··· Provided data ···
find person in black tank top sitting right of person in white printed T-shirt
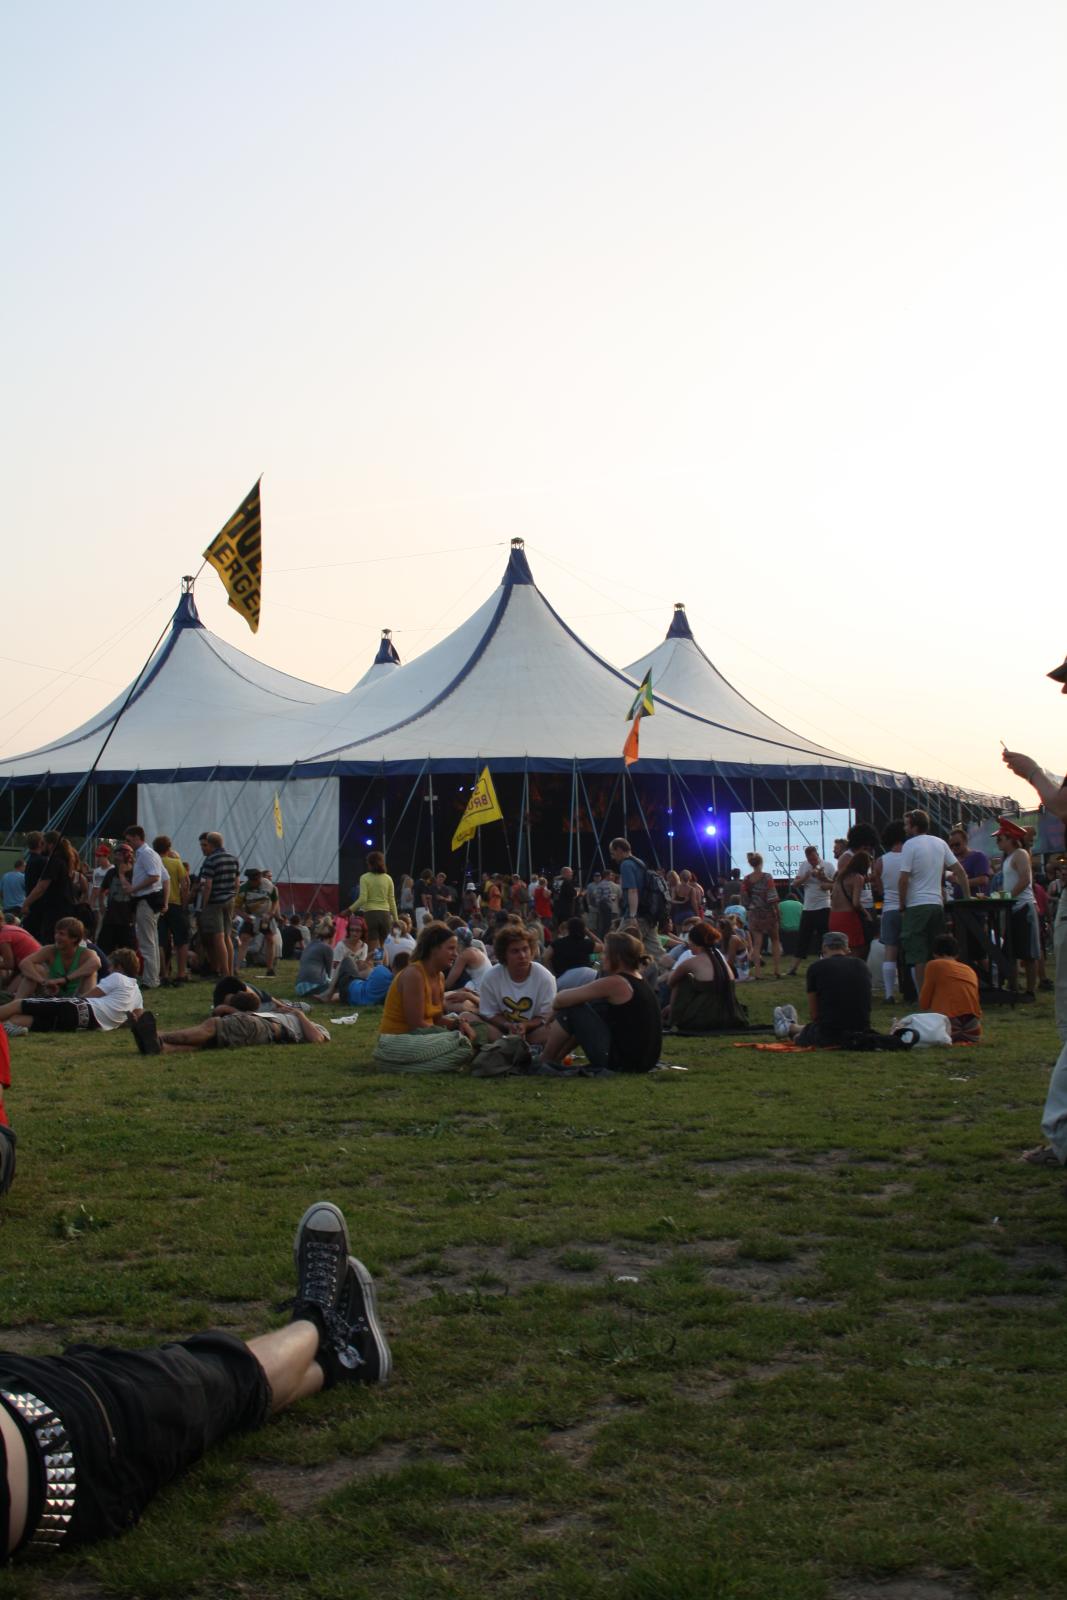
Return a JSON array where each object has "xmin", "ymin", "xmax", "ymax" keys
[{"xmin": 537, "ymin": 933, "xmax": 662, "ymax": 1074}]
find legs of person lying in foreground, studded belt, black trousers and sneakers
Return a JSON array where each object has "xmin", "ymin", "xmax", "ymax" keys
[{"xmin": 0, "ymin": 1200, "xmax": 392, "ymax": 1554}]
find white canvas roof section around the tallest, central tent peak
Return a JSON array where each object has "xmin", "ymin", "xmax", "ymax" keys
[{"xmin": 286, "ymin": 539, "xmax": 909, "ymax": 787}]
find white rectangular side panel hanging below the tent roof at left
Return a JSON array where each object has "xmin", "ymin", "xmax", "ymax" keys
[{"xmin": 138, "ymin": 778, "xmax": 341, "ymax": 885}]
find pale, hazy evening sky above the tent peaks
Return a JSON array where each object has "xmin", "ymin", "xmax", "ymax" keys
[{"xmin": 0, "ymin": 0, "xmax": 1067, "ymax": 803}]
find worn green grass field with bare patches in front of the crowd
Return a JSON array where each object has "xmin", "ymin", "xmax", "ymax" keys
[{"xmin": 0, "ymin": 968, "xmax": 1067, "ymax": 1600}]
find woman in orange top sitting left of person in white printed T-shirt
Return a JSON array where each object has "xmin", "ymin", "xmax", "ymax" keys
[{"xmin": 374, "ymin": 922, "xmax": 475, "ymax": 1072}]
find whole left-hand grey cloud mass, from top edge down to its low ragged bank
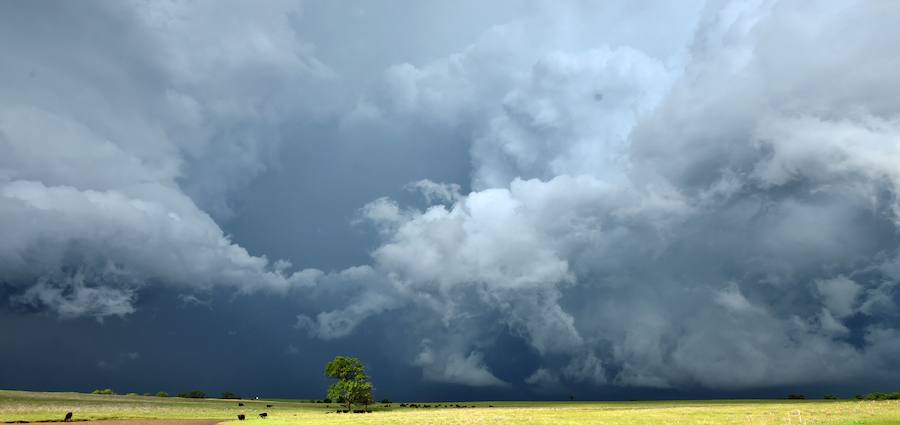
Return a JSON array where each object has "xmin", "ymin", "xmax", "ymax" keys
[{"xmin": 0, "ymin": 2, "xmax": 332, "ymax": 317}]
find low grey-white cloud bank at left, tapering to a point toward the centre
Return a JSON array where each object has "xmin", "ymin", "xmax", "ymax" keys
[{"xmin": 0, "ymin": 180, "xmax": 318, "ymax": 302}]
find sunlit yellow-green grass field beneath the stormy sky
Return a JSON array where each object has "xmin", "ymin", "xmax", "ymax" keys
[{"xmin": 0, "ymin": 391, "xmax": 900, "ymax": 425}]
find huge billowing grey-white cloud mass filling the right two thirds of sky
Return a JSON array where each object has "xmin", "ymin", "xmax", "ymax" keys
[{"xmin": 300, "ymin": 1, "xmax": 900, "ymax": 389}]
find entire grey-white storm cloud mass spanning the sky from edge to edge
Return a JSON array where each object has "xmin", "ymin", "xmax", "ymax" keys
[{"xmin": 0, "ymin": 0, "xmax": 900, "ymax": 391}]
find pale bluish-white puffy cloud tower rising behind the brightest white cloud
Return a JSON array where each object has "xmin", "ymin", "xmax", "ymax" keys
[{"xmin": 472, "ymin": 47, "xmax": 671, "ymax": 188}]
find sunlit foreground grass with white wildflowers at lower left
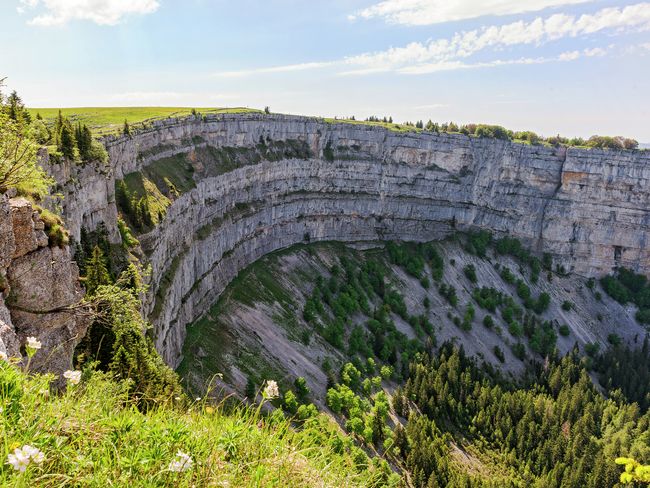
···
## [Exercise description]
Could you please write out exactly the lines from the start of the entries above through the line that holds "find woman in", both included, with no pictures?

## [Task solution]
find person in black tank top sitting right of person in white printed T-shirt
Return a JSON array where each object has "xmin", "ymin", "xmax", "ymax" keys
[{"xmin": 537, "ymin": 933, "xmax": 662, "ymax": 1074}]
find legs of person lying in foreground, studded belt, black trousers and sneakers
Return a JSON array where each object has "xmin", "ymin", "xmax", "ymax" keys
[{"xmin": 0, "ymin": 1200, "xmax": 392, "ymax": 1554}]
find white canvas roof section around the tallest, central tent peak
Return a JSON array where each object has "xmin", "ymin", "xmax", "ymax" keys
[{"xmin": 286, "ymin": 539, "xmax": 909, "ymax": 787}]
find white rectangular side panel hanging below the tent roof at left
Return a JSON array where each object has "xmin", "ymin", "xmax", "ymax" keys
[{"xmin": 138, "ymin": 778, "xmax": 341, "ymax": 885}]
find pale, hazy evening sky above the tent peaks
Return a JSON array where each object has "xmin", "ymin", "xmax", "ymax" keys
[{"xmin": 0, "ymin": 0, "xmax": 1067, "ymax": 803}]
find worn green grass field with bare patches in front of the crowd
Return a JSON array where each object has "xmin", "ymin", "xmax", "ymax" keys
[{"xmin": 0, "ymin": 968, "xmax": 1067, "ymax": 1600}]
find woman in orange top sitting left of person in white printed T-shirt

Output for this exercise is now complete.